+++ EXTRACT TO READ

When considering longer time periods, a fixed "pure time preference" discount rate becomes extremely counterintuitive; a 1% rate implies that Tutankhamun should ethically value a single day of his life over the sum total entire lives of everyone living today. Over long periods, peoples' stated preferences become extremely hyperbolic. Critics worry that valuing the individual welfare of future generations can, if taken to an extreme, lead to a problematic 'Pascal's mugging' conclusion that current welfare has relatively negligible value.

==== In global climate change ====

This topic has recently been very controversial and highly debated. Since there is such a strong probability that the world will suffer significantly in the future due to global change in temperature, finding the correct social discount rate for the benefits of reducing CO_{2} emissions and other harmful greenhouse gases is very important. In 2005, a New York Times article written by Hal Varian states:
The choice of an appropriate social time discount rate has long been debated. Some very intelligent people have argued that giving future generations less weight than the current generation is "ethically indefensible." Other equally intelligent people have argued that weighting generations equally leads to paradoxical and even nonsensical results.

++++++

# REQUIRED TASK
Copy the part of the passage on social discount rates between "When considering longer" and "relatively negligible value.", inclusive. The items that follow are separate material, unrelated to the passage on social discount rates.

+++ DATA SUPPLIED

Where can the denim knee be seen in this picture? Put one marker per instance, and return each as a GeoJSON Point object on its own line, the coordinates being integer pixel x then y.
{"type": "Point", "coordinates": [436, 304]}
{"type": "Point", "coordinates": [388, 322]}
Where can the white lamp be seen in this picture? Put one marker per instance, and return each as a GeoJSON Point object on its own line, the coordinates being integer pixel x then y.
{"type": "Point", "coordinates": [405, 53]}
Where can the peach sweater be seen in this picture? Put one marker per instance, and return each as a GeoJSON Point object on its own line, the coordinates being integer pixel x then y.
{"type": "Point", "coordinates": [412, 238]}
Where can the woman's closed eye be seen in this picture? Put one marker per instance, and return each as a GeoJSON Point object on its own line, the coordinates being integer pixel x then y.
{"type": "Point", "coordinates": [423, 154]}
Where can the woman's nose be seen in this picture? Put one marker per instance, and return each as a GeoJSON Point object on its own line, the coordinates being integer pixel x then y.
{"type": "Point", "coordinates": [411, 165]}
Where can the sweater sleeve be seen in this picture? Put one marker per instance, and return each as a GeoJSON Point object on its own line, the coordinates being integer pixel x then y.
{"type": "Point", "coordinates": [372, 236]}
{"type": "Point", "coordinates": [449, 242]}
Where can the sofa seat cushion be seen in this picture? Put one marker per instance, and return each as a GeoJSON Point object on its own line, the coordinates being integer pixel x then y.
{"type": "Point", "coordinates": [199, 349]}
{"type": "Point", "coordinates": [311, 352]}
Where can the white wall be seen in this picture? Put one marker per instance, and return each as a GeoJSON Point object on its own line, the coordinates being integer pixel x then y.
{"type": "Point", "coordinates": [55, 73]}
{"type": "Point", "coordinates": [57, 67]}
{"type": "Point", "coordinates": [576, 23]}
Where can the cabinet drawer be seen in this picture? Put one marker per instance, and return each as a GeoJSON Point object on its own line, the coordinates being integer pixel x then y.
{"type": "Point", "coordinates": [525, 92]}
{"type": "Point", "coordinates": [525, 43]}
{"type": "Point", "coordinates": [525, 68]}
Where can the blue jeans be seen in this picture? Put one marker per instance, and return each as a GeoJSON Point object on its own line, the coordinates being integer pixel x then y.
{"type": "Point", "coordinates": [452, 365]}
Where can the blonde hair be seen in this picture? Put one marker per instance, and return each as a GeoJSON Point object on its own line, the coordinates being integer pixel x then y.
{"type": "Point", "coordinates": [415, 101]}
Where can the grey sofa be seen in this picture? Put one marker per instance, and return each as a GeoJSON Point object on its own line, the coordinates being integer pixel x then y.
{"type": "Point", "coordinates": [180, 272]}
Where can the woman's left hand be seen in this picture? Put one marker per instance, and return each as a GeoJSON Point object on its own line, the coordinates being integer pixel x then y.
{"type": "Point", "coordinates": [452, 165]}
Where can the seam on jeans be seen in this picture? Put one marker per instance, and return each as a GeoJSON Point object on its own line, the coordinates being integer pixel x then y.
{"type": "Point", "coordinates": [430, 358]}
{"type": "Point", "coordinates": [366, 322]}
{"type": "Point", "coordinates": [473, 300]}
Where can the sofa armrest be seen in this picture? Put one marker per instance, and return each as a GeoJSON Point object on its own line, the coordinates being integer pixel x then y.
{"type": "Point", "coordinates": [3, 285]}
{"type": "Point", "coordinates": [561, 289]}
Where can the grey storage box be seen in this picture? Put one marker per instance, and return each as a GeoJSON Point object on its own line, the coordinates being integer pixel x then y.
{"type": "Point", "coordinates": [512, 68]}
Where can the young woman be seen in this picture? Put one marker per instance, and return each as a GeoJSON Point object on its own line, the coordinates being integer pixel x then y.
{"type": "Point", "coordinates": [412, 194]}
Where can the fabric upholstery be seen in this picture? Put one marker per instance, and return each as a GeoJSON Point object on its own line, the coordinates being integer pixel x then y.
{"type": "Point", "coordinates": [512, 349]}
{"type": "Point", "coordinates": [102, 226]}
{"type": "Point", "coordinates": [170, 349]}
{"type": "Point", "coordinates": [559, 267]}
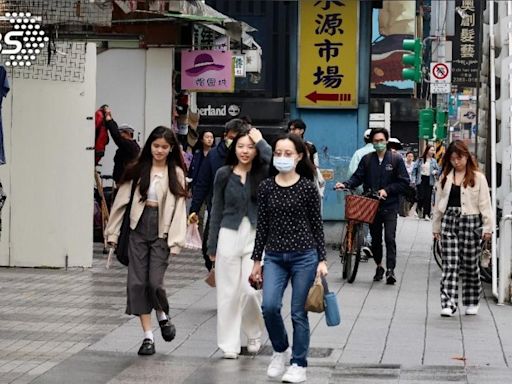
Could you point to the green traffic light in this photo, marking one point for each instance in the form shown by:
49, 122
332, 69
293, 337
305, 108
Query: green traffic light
413, 60
409, 60
426, 123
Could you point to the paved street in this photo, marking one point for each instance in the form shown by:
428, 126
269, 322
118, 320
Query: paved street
61, 326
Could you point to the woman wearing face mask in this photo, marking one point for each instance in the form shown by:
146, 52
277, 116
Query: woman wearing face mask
424, 175
231, 241
290, 231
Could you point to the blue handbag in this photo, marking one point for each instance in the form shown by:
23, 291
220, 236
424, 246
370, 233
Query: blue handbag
332, 310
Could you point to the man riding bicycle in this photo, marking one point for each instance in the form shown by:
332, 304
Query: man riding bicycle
384, 172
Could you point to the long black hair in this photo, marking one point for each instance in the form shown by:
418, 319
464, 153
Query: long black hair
199, 145
259, 170
141, 169
305, 166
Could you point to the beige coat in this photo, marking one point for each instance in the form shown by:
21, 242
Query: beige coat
474, 200
172, 212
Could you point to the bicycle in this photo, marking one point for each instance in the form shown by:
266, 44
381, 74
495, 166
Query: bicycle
358, 210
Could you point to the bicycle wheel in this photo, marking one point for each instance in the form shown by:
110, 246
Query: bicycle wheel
353, 253
436, 250
345, 247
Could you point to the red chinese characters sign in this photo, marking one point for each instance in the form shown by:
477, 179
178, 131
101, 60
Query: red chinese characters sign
328, 56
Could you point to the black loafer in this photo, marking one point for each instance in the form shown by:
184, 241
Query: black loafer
379, 274
168, 329
147, 348
390, 277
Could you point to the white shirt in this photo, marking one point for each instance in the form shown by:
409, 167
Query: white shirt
425, 168
152, 197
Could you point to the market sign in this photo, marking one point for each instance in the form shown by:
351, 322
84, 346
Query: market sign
328, 54
466, 43
207, 71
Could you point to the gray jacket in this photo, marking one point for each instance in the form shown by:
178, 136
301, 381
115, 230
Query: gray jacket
232, 200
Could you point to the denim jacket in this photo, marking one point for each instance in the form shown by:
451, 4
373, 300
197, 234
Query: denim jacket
435, 170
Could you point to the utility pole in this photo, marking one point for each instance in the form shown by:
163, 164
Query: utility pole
442, 98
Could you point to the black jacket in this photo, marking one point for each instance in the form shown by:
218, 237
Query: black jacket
127, 151
390, 175
216, 158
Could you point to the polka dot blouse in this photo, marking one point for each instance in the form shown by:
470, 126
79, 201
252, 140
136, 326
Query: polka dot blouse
289, 218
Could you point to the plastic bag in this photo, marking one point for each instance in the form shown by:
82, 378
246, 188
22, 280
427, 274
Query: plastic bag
193, 238
210, 278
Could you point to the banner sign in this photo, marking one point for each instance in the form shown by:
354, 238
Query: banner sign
207, 71
328, 54
466, 43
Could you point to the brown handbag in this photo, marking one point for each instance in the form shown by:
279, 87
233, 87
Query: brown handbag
360, 208
315, 299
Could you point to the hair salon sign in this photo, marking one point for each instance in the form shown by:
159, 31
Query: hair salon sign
207, 71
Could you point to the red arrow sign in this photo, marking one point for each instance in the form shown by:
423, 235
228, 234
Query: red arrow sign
314, 97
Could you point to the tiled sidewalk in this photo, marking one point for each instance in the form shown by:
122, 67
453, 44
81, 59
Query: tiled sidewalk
47, 315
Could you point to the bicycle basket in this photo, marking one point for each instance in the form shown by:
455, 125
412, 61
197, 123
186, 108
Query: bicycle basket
360, 208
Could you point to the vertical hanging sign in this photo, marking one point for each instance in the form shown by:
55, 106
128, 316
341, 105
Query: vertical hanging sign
328, 54
466, 43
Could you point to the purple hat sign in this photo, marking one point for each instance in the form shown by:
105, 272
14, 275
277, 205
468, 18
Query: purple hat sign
202, 63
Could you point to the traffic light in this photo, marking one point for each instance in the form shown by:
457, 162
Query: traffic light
412, 60
441, 121
426, 120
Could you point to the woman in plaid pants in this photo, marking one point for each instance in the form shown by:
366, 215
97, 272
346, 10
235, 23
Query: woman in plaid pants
462, 206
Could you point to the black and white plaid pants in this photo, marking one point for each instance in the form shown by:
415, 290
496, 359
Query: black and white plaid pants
460, 249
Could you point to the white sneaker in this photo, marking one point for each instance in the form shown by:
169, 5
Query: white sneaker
230, 355
447, 312
472, 310
294, 374
253, 345
277, 365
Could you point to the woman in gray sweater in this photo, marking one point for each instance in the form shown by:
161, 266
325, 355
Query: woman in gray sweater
231, 242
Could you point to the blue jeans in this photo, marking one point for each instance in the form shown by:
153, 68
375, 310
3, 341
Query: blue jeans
280, 267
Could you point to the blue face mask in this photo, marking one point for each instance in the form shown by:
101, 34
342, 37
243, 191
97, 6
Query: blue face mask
379, 147
284, 164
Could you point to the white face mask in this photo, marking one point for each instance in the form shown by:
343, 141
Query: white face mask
284, 164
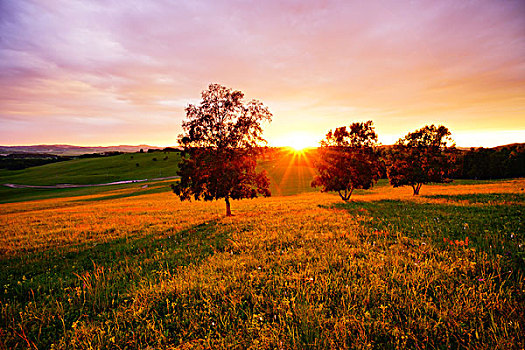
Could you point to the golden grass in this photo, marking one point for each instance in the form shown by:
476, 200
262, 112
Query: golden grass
294, 273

++++++

# ANSWER TO THE PROBLEM
When considering longer time periods, a fixed "pure time preference" discount rate becomes extremely counterintuitive; a 1% rate implies that Tutankhamun should ethically value a single day of his life over the sum total entire lives of everyone living today. Over long periods, peoples' stated preferences become extremely hyperbolic. Critics worry that valuing the individual welfare of future generations can, if taken to an extreme, lead to a problematic 'Pascal's mugging' conclusion that current welfare has relatively negligible value.